"We seldom get into trouble when we speak softly. It is only when we raise our voices that the sparks fly and tiny molehills become great mountains of contention."
- - Gordon B. Hinckley
January 31, 2008
A vote of thanks for a powerful individual
by Orson Scott Card

Since our prophets, seers, and revelators are released from their office only by death, we don't get to raise our hands to thank them.

So as Gordon B. Hinckley has finally been released from his lifelong calling as the consummate servant in the kingdom of God, here is my vote of thanks for a job well done.

There are two ways we commonly view our living prophets, and only one of them is right.

In Mormon folklore -- and in the eyes of the outside world -- we Mormons consider the prophets as speaking nothing but the word of God. Every decision, every act, every gesture is to be remembered, pored over, studied, and obeyed, because the prophet does nothing but what the Lord requires of him.

This attitude, if it were true, would make the prophet into something of a puppet, wouldn't it? It wouldn't matter who was President of the Church, because each would act exactly like any other apostle called to serve in that position.

But human beings are not interchangeable, no matter how lofty or humble their calling.

The Lord does not dictate every action of the prophets. They must think things through, try things out, find out what is possible, and wrestle with problems.

Remember when Moses' father-in-law came to him and upbraided him for wearying himself and the people by trying to do all the work of judgment himself? (Exod. 18:13-26). The prophet took Jethro's advice and, in effect, created a church organization.

Moses was just as much a prophet before he made the change as after. His character was such that he could learn. God spoke to Moses frequently, led him visibly -- and yet he did not make Moses his puppet.

* **DATA ROWS**:
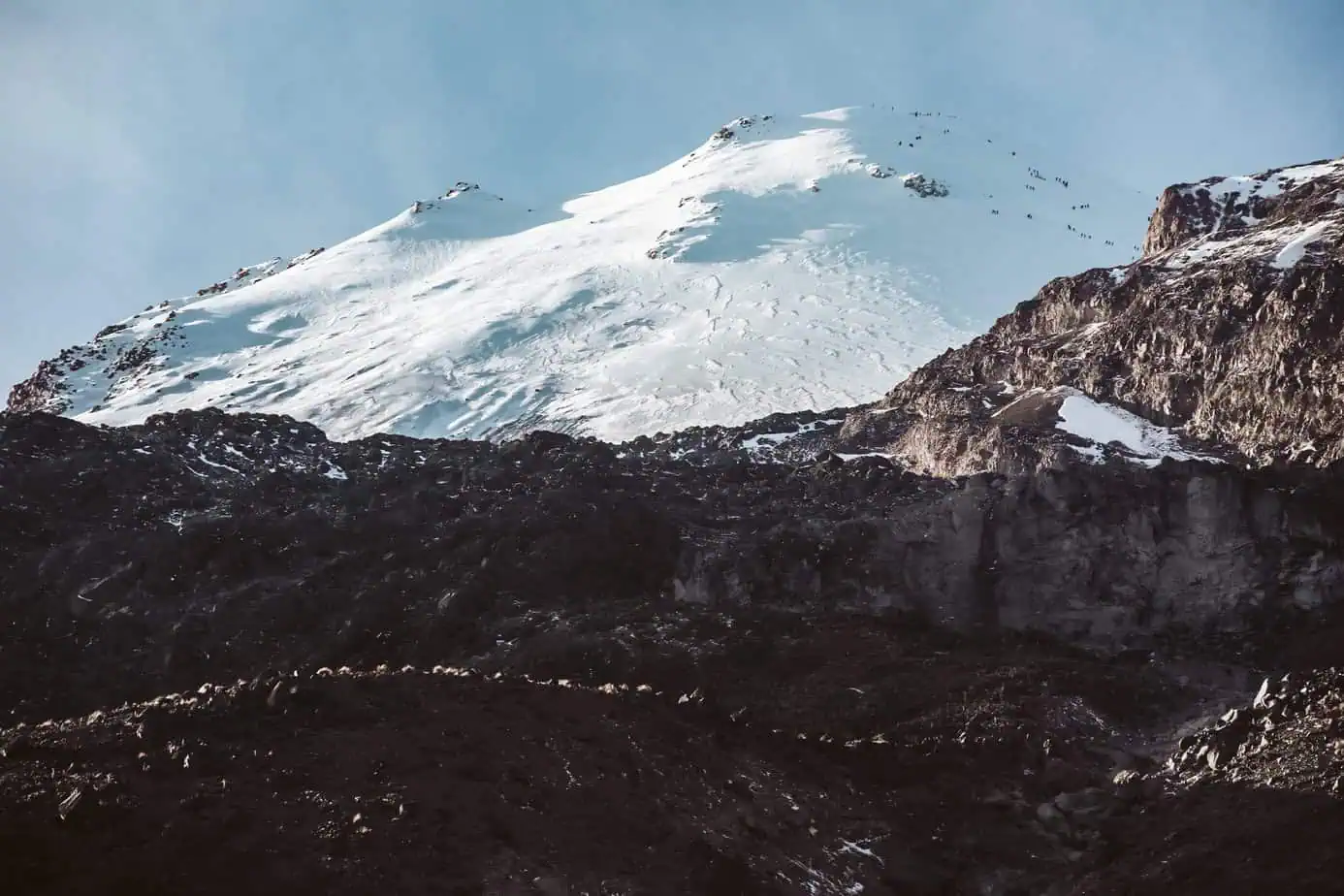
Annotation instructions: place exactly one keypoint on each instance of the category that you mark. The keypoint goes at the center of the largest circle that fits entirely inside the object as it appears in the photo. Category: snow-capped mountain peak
(786, 262)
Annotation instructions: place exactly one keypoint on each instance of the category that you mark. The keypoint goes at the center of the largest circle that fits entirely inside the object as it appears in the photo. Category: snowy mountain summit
(785, 264)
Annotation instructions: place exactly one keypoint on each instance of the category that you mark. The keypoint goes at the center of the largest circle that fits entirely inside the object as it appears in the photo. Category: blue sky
(150, 146)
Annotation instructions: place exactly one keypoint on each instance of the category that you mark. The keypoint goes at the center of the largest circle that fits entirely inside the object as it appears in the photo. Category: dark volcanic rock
(773, 658)
(146, 559)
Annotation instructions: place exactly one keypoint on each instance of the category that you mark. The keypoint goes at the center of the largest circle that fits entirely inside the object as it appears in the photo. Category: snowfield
(785, 264)
(1142, 442)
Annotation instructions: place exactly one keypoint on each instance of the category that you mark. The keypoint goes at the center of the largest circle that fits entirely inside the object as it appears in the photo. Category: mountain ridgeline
(1055, 614)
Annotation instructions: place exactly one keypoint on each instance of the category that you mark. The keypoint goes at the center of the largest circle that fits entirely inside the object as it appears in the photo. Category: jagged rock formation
(272, 544)
(1228, 332)
(687, 662)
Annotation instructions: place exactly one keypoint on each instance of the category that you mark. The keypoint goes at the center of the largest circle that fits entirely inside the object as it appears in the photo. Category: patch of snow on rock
(1103, 424)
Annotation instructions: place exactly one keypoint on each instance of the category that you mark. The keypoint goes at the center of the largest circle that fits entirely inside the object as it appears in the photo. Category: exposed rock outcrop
(1232, 341)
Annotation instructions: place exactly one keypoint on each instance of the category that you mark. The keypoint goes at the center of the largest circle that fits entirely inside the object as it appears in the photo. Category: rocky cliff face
(1225, 337)
(206, 541)
(1016, 596)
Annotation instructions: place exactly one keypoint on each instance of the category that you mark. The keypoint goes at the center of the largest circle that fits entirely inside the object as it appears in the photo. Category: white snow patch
(334, 471)
(476, 314)
(1296, 247)
(1103, 424)
(855, 457)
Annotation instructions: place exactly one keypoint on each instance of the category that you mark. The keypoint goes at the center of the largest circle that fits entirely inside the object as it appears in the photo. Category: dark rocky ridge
(1218, 340)
(864, 631)
(723, 659)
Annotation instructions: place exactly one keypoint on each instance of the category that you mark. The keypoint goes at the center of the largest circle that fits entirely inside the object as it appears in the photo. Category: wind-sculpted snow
(786, 264)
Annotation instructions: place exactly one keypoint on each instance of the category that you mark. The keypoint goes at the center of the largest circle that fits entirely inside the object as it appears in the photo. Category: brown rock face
(1230, 331)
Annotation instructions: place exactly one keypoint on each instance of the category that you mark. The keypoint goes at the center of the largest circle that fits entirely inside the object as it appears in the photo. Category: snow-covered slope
(785, 264)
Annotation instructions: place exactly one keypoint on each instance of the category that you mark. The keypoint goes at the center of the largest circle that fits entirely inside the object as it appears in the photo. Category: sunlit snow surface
(1144, 442)
(786, 266)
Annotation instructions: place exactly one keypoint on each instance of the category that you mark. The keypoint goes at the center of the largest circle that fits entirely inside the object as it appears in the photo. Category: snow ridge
(785, 264)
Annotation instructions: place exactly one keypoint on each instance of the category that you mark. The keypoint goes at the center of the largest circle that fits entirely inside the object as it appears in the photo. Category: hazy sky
(150, 146)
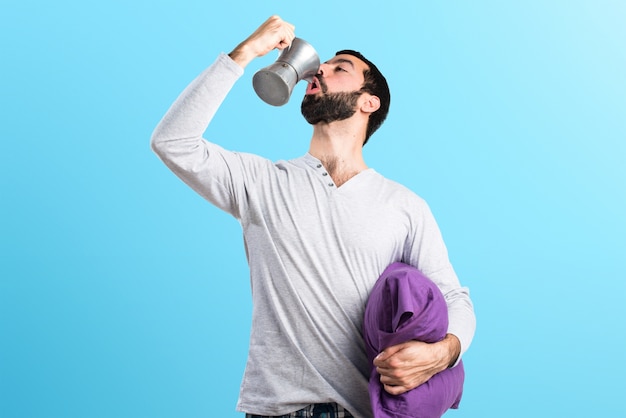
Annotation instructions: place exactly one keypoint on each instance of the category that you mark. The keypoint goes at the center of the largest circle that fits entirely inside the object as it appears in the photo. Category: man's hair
(375, 84)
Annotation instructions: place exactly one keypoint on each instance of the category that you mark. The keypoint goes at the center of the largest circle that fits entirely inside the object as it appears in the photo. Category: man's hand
(274, 33)
(405, 366)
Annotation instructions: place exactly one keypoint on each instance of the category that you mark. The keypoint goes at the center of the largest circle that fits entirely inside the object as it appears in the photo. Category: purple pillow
(405, 305)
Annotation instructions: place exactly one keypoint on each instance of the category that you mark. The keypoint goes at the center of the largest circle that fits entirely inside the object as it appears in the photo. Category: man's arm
(405, 366)
(177, 139)
(274, 33)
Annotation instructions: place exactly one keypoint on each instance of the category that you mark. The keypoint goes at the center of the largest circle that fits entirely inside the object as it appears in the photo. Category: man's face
(334, 93)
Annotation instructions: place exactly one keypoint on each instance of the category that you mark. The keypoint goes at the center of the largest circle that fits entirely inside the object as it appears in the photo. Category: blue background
(124, 294)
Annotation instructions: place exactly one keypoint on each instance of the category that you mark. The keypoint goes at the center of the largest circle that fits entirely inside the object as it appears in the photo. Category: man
(318, 231)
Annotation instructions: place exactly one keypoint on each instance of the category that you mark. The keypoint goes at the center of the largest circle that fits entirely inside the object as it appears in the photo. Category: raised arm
(207, 168)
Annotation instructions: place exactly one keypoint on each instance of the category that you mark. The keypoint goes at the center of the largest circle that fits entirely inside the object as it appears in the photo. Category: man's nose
(322, 68)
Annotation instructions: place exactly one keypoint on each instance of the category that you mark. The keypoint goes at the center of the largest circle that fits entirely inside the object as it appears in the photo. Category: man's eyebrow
(340, 61)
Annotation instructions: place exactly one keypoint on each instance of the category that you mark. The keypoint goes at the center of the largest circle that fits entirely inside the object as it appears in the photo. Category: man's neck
(340, 150)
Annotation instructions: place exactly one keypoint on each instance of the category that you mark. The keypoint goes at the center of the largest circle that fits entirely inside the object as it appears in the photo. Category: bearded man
(318, 230)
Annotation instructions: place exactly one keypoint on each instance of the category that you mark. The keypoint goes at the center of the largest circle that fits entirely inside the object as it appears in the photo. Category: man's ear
(371, 104)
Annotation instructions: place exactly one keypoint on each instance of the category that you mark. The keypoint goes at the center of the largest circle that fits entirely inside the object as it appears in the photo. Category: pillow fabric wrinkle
(405, 305)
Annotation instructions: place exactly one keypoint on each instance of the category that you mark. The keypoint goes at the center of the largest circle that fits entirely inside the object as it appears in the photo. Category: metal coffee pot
(274, 83)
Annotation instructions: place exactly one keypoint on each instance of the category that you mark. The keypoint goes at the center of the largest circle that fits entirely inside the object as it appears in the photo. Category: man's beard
(329, 107)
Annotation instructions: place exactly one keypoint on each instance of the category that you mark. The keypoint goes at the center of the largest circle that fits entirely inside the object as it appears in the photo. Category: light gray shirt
(314, 250)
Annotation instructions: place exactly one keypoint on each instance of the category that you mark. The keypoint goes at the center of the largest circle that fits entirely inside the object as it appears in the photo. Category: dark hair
(375, 84)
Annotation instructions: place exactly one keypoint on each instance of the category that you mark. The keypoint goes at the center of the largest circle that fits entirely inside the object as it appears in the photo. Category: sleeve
(427, 251)
(216, 174)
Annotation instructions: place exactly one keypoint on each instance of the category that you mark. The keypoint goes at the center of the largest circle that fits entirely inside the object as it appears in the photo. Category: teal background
(124, 294)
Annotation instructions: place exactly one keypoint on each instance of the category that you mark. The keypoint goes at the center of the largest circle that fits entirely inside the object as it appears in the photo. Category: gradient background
(124, 294)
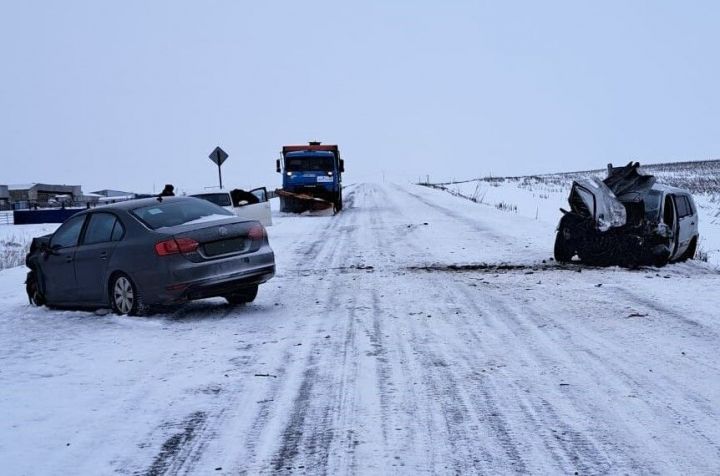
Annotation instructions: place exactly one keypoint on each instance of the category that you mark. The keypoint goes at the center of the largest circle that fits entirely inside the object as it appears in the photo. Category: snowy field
(414, 333)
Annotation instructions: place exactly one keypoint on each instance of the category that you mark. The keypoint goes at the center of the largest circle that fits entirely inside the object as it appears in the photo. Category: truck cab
(314, 170)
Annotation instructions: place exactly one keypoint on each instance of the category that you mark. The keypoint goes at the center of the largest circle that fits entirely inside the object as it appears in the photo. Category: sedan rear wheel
(124, 298)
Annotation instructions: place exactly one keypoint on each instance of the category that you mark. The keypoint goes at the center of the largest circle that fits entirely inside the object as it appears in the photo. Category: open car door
(256, 211)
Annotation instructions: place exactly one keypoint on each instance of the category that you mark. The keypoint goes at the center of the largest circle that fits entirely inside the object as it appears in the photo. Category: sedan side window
(68, 233)
(100, 228)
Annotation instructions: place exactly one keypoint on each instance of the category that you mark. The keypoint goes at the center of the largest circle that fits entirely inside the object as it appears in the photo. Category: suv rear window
(179, 212)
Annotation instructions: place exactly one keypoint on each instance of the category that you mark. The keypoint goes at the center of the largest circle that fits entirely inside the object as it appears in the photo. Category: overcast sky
(134, 94)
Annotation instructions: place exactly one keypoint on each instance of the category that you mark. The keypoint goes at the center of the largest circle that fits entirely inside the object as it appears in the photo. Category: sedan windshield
(182, 212)
(222, 199)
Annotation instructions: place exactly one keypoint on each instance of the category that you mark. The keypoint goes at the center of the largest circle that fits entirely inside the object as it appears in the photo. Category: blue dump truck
(312, 177)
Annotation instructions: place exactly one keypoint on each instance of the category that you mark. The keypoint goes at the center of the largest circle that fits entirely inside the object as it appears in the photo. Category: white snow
(369, 353)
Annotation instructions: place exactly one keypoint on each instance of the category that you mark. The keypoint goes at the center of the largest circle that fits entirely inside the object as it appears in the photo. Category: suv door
(257, 211)
(102, 233)
(686, 223)
(58, 266)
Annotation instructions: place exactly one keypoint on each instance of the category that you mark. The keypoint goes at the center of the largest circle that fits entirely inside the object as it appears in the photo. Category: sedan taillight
(175, 246)
(257, 232)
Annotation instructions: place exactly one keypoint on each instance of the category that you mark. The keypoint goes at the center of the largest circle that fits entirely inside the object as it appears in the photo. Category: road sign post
(219, 156)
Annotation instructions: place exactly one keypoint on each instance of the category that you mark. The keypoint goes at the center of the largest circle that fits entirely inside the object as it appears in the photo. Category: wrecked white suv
(628, 220)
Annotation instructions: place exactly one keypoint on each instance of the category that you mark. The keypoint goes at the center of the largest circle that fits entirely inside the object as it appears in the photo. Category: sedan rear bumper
(189, 280)
(222, 287)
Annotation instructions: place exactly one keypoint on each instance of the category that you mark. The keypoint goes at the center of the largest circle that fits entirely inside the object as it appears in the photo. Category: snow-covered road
(389, 342)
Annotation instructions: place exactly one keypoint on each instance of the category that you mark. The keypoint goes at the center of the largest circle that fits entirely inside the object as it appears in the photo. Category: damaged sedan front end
(628, 220)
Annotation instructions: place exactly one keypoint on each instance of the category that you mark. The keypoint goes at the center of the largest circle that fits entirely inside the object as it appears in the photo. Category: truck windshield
(309, 164)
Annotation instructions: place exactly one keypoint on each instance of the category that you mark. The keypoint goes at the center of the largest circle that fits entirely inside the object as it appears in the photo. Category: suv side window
(689, 203)
(100, 228)
(683, 206)
(68, 234)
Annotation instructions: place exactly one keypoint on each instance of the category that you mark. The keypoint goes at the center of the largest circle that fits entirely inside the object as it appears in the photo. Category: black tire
(561, 251)
(338, 202)
(243, 295)
(35, 296)
(690, 252)
(124, 296)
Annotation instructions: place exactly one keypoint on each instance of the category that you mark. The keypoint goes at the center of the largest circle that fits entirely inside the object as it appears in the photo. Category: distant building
(43, 192)
(4, 197)
(113, 193)
(113, 196)
(43, 195)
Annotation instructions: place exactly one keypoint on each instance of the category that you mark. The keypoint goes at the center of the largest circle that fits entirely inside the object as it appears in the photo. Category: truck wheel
(562, 253)
(243, 295)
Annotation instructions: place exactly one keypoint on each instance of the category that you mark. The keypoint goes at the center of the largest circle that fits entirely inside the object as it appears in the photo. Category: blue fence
(28, 217)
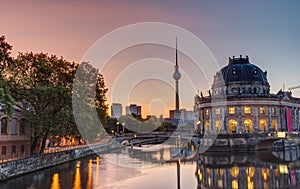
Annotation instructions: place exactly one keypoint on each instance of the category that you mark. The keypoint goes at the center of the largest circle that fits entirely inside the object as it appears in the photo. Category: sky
(267, 31)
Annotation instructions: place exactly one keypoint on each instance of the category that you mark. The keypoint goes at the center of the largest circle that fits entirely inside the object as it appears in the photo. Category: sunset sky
(266, 31)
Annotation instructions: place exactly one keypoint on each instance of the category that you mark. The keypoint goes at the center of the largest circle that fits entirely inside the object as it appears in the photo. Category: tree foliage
(42, 85)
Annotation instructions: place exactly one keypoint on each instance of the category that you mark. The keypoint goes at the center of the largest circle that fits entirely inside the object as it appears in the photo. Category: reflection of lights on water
(55, 181)
(78, 164)
(234, 171)
(265, 173)
(200, 175)
(96, 180)
(283, 169)
(77, 181)
(89, 184)
(250, 183)
(220, 183)
(250, 171)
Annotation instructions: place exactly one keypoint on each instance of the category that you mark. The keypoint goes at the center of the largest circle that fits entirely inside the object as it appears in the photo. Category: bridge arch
(266, 144)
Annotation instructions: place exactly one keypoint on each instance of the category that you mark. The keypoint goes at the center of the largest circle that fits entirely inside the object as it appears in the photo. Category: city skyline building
(116, 110)
(134, 109)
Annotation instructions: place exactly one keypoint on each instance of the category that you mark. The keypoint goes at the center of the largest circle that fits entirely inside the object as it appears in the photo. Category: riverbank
(31, 164)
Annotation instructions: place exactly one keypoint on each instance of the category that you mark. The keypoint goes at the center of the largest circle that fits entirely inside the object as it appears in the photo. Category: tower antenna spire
(176, 53)
(176, 77)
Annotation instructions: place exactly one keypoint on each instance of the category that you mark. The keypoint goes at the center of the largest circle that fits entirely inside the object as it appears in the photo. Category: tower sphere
(176, 75)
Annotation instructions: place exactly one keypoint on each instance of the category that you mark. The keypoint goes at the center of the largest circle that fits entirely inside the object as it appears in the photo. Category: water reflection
(242, 171)
(210, 170)
(55, 181)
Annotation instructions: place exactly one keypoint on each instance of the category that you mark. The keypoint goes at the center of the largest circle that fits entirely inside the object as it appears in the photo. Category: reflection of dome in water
(240, 77)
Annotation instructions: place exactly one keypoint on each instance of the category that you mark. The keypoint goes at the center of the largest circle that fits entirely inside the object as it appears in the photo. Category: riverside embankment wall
(19, 167)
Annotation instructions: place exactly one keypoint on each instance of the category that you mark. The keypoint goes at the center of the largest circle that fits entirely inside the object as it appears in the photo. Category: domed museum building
(240, 102)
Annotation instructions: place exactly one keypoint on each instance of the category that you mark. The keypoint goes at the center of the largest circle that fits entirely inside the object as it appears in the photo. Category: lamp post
(118, 129)
(123, 124)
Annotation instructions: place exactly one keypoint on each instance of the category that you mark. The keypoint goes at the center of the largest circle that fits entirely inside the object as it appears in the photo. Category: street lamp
(118, 129)
(123, 128)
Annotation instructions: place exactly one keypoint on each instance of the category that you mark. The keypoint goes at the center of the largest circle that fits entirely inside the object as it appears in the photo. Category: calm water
(221, 170)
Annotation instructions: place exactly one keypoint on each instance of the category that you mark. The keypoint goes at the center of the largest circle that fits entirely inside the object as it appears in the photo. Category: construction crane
(294, 87)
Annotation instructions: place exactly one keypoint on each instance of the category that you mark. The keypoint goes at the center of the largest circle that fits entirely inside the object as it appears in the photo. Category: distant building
(134, 109)
(116, 110)
(15, 135)
(240, 102)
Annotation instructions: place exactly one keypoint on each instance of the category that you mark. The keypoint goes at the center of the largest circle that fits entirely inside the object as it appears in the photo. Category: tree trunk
(43, 143)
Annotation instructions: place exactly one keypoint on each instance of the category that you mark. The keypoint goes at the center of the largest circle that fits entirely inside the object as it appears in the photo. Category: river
(210, 170)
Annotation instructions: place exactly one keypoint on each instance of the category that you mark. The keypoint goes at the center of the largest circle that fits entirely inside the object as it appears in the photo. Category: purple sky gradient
(266, 31)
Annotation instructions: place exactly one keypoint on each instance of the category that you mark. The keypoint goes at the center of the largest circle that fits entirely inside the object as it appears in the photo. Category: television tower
(176, 77)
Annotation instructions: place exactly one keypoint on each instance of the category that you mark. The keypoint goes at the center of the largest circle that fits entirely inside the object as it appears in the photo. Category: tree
(42, 85)
(89, 102)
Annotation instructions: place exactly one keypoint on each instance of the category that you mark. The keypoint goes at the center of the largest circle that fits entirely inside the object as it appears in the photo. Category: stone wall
(19, 167)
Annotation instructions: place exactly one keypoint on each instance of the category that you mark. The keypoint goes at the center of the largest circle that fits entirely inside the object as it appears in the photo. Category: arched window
(263, 125)
(22, 126)
(234, 171)
(207, 125)
(13, 127)
(248, 126)
(232, 125)
(4, 122)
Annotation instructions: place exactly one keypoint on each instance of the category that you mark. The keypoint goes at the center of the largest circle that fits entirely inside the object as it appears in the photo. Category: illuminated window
(263, 125)
(4, 125)
(234, 171)
(274, 124)
(220, 172)
(235, 184)
(22, 127)
(265, 173)
(247, 110)
(207, 125)
(231, 110)
(262, 110)
(220, 183)
(248, 125)
(273, 111)
(232, 126)
(206, 112)
(218, 125)
(250, 171)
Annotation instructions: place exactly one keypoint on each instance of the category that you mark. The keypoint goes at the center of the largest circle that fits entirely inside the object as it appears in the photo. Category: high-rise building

* **WHAT THE EXERCISE ASKS**: Revise the Hinckley tribute from "The Lord does" to "a church organization." so that "Jethro's advice" reads "Jethro's counsel" throughout, and give that stretch back.

* **RESULT**:
The Lord does not dictate every action of the prophets. They must think things through, try things out, find out what is possible, and wrestle with problems.

Remember when Moses' father-in-law came to him and upbraided him for wearying himself and the people by trying to do all the work of judgment himself? (Exod. 18:13-26). The prophet took Jethro's counsel and, in effect, created a church organization.